#### Problem to work on:
I would like every line of the records below that contains the word "negative" copied.
+++ Input material
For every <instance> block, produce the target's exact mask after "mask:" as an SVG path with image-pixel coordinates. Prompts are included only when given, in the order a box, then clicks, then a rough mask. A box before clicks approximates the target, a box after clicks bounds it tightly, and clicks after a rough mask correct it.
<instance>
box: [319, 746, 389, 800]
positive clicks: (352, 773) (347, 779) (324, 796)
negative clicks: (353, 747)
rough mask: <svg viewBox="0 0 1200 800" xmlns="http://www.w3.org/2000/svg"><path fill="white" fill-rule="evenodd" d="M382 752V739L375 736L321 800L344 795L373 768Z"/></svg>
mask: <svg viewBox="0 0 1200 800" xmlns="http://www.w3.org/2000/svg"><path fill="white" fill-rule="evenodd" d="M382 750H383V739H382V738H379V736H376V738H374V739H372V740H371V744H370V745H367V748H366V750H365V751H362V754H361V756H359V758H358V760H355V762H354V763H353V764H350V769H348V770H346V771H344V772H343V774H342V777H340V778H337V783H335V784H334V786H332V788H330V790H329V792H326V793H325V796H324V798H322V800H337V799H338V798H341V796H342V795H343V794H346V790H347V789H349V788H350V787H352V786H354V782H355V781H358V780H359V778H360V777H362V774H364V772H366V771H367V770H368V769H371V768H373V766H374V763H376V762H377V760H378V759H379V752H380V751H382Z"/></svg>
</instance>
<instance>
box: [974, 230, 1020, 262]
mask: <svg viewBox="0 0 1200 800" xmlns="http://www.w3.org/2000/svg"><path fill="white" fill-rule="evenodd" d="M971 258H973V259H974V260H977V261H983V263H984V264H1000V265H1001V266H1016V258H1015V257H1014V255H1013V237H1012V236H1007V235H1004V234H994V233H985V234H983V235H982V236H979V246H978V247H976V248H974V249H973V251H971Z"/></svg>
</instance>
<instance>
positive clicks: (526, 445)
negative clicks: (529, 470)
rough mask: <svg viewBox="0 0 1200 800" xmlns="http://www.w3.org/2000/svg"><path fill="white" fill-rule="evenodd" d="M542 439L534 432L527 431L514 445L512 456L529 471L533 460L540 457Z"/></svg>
++++++
#### Solution to this problem:
negative clicks: (353, 747)
negative clicks: (529, 470)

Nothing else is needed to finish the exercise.